課題:
本文について次の問いに答えてください。
1. 相手に一生続けることが必要だと述べられているのは何ですか。
2. 示談は何をしなければすることができないと考えてほしいと述べられていますか。
3. 以前述べた「許しなどない」は、どういう意味だったと説明されていますか。

本文:
•••

一生謝るとか、罪を背負っていくとかじゃなく、あなたがケアを受け続けて、一生再犯をしないことが必要です。私に罪悪感を抱き続けるのでなく、あなたがまず人を傷つけることのないように安定して生きて、人を幸せにできるように変わってほしい。それがあって初めて、私に対しても正しく考えられると思います。
「示談は被害者を安心させなければすることができない」と考えてほしいです。被害者に許しを求めるためのものではないです。
そして、「許す」「許さない」という軸も、そもそも私には存在していません。以前述べた「許しなどない」は「許さない」ではなく、「許し」という概念自体がないのだということを言いました。
「許す」「許さない」という単純な軸で考えても、私にとっては何の意味もないと思うからです。「許されることをモチベーションにすることはやめてほしい」と言ったのも、許されるかどうかにこだわったら、一生私が求める向き合いは起こらないからです。

•••

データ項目
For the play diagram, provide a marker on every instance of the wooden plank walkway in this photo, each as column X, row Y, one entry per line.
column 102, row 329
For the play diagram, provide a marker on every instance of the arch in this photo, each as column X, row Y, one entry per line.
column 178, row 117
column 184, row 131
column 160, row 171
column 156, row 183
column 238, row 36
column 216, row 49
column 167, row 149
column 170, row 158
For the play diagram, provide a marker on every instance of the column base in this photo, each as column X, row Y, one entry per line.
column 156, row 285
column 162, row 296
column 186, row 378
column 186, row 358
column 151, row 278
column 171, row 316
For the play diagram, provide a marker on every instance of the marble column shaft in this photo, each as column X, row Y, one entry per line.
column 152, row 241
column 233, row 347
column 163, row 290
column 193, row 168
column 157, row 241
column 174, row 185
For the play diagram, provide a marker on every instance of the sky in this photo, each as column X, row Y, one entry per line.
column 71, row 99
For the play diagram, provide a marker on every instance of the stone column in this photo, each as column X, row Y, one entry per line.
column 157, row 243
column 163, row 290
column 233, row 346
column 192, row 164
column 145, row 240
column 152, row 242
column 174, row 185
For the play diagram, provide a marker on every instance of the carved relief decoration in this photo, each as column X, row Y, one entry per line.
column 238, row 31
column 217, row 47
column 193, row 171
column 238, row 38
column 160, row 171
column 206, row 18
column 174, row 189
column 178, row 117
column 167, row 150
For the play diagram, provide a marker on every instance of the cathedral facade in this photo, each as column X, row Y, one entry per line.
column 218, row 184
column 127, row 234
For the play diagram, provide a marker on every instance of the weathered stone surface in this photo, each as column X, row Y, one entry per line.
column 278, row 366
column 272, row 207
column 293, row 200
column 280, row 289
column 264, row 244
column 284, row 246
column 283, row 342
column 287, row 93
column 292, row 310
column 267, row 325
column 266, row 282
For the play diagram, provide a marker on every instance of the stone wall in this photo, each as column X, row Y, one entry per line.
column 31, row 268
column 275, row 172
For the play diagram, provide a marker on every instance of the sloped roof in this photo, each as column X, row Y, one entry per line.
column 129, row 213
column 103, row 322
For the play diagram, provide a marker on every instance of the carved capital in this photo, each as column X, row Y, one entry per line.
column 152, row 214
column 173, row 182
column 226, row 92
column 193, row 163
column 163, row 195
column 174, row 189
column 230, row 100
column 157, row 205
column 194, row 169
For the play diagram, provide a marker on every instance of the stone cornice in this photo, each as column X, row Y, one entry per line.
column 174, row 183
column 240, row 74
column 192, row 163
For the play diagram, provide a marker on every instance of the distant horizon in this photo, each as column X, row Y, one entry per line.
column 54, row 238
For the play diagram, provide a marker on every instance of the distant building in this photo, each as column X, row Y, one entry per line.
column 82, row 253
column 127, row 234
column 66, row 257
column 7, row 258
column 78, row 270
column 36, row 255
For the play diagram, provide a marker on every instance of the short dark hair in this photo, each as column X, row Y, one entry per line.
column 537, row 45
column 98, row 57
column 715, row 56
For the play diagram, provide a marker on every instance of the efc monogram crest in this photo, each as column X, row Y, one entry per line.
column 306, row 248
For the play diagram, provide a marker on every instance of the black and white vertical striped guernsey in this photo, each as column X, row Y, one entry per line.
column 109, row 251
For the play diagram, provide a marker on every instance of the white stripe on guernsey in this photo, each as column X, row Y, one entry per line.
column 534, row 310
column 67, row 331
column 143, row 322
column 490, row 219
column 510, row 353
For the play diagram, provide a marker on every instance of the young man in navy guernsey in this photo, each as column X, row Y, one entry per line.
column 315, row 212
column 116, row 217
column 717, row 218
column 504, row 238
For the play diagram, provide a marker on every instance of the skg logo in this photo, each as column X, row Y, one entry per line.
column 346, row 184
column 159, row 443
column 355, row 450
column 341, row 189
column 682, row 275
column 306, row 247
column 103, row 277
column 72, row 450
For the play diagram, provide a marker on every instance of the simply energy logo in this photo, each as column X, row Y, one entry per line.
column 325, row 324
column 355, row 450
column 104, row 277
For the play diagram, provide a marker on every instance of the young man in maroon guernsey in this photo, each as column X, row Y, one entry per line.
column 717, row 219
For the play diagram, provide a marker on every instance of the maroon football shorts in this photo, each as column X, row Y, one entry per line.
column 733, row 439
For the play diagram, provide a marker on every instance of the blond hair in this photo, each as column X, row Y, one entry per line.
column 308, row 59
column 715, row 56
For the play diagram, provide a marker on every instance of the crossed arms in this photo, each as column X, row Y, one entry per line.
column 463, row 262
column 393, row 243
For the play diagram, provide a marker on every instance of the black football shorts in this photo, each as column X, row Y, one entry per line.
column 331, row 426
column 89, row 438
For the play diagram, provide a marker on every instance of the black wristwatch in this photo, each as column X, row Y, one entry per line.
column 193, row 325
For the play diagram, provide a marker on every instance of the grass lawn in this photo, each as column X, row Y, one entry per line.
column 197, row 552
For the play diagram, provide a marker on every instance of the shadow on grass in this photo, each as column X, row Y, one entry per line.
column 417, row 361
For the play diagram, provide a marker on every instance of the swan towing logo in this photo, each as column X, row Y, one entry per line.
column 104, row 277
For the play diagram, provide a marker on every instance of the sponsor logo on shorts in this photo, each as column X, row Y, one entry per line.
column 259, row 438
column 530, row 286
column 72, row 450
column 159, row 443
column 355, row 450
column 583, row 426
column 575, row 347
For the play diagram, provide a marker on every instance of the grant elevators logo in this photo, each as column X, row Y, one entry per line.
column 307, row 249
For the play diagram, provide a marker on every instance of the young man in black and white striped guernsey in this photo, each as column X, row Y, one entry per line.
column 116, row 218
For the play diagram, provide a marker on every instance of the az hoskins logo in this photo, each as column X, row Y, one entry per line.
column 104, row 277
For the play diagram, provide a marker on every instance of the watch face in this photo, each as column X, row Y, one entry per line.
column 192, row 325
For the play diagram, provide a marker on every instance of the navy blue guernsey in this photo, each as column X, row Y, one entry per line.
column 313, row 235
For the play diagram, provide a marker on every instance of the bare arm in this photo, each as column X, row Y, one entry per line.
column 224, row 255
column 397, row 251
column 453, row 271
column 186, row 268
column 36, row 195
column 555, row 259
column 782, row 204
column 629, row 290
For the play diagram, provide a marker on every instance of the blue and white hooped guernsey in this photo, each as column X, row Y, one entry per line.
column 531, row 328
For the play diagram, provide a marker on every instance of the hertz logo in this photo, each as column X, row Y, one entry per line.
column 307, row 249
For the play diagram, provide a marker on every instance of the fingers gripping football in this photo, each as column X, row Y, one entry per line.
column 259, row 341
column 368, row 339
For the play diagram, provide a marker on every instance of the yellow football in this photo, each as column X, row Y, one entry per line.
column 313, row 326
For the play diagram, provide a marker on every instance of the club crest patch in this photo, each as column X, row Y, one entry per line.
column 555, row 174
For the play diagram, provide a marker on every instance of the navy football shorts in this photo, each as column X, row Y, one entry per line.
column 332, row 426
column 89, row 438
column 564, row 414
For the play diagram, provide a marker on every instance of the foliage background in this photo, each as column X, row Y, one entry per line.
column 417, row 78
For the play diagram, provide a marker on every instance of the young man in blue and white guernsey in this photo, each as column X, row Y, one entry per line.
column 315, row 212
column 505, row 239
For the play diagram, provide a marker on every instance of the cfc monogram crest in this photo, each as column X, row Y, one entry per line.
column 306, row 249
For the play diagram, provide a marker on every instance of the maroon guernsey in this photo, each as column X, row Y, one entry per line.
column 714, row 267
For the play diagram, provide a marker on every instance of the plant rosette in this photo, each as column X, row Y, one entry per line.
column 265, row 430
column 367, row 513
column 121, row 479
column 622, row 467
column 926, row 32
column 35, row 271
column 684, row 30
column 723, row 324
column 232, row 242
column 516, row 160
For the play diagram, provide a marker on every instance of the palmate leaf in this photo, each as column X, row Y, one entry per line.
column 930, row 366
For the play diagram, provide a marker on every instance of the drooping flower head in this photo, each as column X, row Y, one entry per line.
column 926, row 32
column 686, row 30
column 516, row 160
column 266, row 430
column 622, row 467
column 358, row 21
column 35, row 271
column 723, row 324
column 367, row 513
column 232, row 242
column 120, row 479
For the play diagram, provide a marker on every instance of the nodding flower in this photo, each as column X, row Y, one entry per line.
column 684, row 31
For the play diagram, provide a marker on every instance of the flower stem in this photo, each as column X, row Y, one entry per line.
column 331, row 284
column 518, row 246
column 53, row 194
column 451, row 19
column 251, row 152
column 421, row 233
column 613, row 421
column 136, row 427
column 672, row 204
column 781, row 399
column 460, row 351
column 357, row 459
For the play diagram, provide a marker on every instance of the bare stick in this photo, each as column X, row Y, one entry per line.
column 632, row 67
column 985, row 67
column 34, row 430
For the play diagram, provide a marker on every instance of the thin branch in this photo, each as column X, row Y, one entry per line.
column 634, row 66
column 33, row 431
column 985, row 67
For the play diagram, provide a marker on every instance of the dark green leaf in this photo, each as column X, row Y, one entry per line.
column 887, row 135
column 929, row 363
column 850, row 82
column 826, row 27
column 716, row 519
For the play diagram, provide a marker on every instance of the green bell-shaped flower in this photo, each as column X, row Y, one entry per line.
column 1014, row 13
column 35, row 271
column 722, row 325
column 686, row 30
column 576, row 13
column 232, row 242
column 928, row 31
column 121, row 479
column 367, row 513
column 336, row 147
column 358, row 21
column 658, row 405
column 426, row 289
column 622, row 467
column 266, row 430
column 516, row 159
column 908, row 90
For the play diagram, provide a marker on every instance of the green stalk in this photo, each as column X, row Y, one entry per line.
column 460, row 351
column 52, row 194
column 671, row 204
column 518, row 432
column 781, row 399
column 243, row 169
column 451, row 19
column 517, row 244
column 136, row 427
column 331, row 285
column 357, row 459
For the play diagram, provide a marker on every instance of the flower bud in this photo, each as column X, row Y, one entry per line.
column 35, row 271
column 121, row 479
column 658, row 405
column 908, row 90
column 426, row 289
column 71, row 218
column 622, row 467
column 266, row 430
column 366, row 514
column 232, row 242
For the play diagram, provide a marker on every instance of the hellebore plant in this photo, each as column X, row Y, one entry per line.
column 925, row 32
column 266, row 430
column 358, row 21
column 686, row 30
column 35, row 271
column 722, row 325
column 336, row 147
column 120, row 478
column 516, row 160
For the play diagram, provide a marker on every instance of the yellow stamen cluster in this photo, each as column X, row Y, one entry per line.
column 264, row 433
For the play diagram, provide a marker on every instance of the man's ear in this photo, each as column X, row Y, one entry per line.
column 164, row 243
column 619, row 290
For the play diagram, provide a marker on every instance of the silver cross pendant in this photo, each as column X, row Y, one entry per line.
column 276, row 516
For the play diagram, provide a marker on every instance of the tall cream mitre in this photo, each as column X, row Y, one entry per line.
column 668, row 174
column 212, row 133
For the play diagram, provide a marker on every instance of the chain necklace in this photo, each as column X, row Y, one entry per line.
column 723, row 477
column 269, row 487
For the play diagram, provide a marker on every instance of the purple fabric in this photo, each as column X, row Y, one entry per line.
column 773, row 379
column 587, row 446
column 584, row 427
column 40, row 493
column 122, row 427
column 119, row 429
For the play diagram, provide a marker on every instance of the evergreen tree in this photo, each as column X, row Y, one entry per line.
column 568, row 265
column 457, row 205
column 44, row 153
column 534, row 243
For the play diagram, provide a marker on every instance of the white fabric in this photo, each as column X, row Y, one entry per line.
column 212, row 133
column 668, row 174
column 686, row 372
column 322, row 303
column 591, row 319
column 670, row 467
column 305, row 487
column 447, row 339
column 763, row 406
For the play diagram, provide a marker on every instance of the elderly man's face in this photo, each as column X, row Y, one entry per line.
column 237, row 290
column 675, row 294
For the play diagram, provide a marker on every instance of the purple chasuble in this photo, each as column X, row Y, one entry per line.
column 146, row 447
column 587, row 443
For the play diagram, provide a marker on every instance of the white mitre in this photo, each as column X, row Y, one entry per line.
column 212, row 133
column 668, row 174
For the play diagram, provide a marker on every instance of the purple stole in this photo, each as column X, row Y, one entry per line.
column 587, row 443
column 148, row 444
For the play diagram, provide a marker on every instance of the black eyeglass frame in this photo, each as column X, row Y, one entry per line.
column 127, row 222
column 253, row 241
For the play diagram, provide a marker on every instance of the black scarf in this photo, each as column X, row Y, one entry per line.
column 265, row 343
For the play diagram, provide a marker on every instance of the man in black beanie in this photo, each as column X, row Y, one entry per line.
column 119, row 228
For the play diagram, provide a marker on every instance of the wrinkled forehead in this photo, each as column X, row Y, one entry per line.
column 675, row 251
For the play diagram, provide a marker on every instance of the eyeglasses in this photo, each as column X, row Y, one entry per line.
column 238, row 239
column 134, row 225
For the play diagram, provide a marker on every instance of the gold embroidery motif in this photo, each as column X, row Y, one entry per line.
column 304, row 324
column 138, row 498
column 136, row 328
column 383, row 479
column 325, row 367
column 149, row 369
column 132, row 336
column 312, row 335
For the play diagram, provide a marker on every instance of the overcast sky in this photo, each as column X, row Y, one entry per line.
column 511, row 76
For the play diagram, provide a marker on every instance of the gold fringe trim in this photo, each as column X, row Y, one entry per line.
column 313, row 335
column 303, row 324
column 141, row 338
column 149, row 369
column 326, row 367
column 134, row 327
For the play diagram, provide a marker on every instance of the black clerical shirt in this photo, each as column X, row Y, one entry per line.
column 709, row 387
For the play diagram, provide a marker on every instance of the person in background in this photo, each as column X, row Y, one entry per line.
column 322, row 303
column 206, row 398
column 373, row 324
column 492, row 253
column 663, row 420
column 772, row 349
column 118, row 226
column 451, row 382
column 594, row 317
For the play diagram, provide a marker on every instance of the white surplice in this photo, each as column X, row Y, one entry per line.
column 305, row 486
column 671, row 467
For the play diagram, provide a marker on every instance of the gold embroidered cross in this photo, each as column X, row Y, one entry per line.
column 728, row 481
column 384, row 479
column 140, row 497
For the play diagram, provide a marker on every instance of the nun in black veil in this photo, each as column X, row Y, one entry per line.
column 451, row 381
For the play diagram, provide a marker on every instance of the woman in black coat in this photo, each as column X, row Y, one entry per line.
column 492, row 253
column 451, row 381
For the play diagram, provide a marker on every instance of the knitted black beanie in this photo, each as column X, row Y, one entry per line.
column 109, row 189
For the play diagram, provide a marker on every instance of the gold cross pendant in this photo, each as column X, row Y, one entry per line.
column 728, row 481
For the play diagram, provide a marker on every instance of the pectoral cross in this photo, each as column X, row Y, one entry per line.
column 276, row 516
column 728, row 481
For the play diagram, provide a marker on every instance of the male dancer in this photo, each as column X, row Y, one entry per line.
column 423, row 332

•••

解答:
1. ケアを受け続けて、一生再犯をしないこと。
2. 被害者を安心させること。
3. 「許さない」ではなく、「許し」という概念自体がないという意味。